== Exercise ==
Retype the data below without alteration, beginning with the line that contains "Tight-box annotation required for the class metal" and continuing through the line that contains "[384,328,439,358]". Include both of those lines.

[Object detection data]
····················

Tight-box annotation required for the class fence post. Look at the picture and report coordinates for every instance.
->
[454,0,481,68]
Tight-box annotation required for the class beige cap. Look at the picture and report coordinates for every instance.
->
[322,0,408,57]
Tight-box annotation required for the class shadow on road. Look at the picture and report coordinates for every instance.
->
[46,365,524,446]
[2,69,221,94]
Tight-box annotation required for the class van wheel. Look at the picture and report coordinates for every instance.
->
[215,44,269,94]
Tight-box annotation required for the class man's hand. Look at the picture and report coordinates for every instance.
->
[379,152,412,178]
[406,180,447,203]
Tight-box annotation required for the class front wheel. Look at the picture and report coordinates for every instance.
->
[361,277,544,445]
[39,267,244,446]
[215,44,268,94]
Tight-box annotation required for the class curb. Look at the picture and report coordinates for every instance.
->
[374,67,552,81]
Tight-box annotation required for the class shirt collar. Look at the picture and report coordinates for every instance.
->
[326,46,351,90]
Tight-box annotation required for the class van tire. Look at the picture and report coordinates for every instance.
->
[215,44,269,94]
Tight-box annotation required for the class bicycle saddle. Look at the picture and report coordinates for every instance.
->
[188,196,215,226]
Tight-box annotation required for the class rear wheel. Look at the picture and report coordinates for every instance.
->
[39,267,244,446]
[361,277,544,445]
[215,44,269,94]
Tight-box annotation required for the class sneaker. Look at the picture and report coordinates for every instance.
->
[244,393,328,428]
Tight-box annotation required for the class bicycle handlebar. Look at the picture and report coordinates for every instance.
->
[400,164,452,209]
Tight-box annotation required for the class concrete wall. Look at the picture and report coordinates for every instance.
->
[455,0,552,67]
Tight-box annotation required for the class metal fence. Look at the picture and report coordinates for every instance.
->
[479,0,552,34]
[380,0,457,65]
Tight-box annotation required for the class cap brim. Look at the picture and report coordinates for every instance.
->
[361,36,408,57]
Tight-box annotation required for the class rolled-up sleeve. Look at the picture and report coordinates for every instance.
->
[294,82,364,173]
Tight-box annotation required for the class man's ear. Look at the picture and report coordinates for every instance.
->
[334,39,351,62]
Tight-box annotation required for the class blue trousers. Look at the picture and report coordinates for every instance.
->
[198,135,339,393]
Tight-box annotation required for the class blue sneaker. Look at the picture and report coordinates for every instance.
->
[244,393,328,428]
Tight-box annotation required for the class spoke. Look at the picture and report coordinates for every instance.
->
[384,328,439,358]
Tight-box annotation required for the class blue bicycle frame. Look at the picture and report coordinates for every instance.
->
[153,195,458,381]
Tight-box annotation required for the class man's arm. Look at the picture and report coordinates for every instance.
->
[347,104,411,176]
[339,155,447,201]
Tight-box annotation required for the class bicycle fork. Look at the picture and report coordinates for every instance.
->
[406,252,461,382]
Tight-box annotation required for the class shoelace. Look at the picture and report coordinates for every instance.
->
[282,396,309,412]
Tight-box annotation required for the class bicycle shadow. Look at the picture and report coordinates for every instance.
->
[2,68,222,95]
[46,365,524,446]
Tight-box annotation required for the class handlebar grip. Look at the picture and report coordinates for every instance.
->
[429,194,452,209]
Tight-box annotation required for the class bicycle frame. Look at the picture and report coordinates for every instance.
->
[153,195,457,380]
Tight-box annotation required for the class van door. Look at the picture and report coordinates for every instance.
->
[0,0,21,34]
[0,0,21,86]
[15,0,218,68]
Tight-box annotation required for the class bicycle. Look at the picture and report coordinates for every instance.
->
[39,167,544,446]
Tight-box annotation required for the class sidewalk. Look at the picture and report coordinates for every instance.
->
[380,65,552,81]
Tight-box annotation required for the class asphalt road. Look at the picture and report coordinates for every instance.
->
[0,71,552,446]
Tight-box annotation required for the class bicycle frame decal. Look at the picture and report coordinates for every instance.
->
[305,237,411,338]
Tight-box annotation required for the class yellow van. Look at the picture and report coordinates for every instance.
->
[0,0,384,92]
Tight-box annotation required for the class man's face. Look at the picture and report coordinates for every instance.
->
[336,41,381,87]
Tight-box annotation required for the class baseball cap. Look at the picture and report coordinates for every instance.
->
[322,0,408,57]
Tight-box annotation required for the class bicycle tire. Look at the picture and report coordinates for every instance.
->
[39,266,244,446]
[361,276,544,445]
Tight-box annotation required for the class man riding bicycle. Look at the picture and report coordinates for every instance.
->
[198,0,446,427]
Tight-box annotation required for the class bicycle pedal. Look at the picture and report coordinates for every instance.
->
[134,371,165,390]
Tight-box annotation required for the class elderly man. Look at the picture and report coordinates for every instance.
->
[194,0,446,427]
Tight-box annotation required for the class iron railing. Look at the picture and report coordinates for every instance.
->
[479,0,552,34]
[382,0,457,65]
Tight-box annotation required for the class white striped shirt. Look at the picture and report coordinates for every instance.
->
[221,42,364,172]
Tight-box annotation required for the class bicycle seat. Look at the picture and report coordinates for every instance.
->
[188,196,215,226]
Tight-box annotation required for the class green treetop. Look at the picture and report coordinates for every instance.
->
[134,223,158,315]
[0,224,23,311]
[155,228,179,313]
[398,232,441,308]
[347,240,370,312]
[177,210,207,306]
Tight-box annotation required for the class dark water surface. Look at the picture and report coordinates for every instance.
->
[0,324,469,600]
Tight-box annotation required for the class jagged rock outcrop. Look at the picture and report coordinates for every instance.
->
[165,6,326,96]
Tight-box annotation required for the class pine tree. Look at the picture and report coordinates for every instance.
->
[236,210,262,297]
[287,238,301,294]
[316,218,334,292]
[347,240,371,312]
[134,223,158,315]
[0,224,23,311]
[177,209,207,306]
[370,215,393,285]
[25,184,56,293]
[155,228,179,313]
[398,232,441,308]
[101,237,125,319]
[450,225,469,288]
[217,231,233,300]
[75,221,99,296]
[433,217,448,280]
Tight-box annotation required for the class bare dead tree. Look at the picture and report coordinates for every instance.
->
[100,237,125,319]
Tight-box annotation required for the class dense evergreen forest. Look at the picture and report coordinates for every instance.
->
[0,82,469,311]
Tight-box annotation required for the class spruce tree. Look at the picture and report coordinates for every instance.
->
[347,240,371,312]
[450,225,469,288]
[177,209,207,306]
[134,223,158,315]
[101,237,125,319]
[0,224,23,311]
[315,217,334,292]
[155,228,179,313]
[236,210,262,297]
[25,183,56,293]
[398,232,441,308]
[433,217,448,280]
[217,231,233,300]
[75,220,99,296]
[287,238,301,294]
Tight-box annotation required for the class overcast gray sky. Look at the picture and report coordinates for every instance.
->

····················

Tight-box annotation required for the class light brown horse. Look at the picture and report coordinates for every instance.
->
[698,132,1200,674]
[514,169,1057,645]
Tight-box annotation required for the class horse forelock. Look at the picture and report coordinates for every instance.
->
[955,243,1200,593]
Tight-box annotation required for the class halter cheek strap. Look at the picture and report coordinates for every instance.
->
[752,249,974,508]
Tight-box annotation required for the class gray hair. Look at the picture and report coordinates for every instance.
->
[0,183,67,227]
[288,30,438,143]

····················

== Exercise output ==
Tight-box annotation required for the class metal fence. Look at the picture and report coordinates for every instance.
->
[479,0,552,34]
[380,0,457,65]
Tight-box annotation required for the class cap brim. Look at the picture and report coordinates for every instance.
->
[361,36,408,57]
Tight-box annotation required for the class rolled-up sleeve. Look at the picture and report coordinates for every instance.
->
[294,82,364,173]
Tight-box annotation required for the class man's ear. Look at the picture and report coordinates for every instance.
->
[334,39,351,62]
Tight-box annotation required for the class blue trousers. Look at the picture and report coordinates for every instance.
->
[198,135,339,393]
Tight-box annotation required for the class blue sneaker. Look at the picture and report coordinates for every instance.
->
[244,393,328,428]
Tight-box annotation required for the class spoke. Look at the picture and report coordinates for every instance.
->
[384,328,439,358]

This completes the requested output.